**Task to carry out**:
Output every entry below word for word, without its pictures.
▼
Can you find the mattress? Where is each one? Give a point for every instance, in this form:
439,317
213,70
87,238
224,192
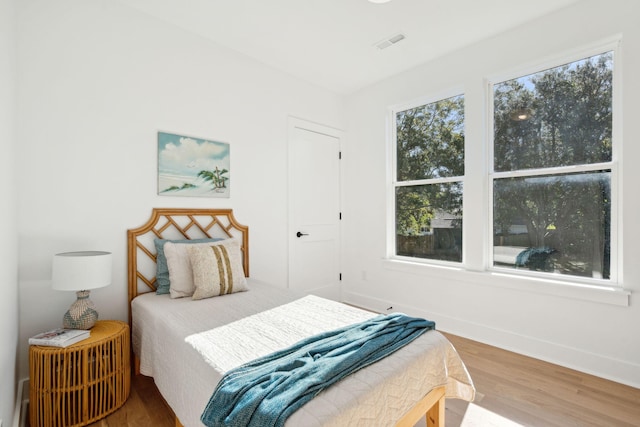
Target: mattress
187,346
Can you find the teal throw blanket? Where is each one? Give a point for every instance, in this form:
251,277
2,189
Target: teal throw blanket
266,391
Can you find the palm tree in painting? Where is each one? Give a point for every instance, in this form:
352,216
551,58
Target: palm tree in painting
216,177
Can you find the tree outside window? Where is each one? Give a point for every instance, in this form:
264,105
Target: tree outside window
552,164
428,186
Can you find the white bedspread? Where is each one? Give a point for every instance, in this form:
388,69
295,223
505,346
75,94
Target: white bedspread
188,345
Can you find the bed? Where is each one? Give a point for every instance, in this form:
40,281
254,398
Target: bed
187,344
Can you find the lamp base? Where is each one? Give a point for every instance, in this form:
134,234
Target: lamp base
82,314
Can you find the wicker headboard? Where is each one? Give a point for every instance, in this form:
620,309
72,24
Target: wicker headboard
▲
**Task answer**:
Can you find the mattress? Where is each one? Give a point for every instance, in this form:
439,317
213,70
87,238
224,192
Target: mattress
187,346
Can you find the teal throw blanket? Where is each one? Give a point for every instance, in this form:
251,277
2,189
Target: teal throw blanket
266,391
Can you find the palm tree in painting? Where is each one? Give a point for every instance, in this form:
352,216
551,58
Target: palm tree in painting
216,177
Can you find the tree outside window? Where is each one? Give a point for every instance, in this form:
264,105
Target: tree outside window
552,164
428,186
Can you find the white bedspread? Where is each one? Give a point for every instance, in this form:
388,69
295,223
505,346
75,94
Target: white bedspread
188,345
Can you find the bed? Where is each one? Give a point for every instance, in this form:
40,281
254,398
Target: bed
187,344
Can you find the lamp base? Where is each one? Give a point for every instance, in this form:
134,234
Target: lamp base
82,314
Can you find the wicker headboard? Where is each one? Give a point for every instance, in this form:
620,309
72,24
Target: wicker headboard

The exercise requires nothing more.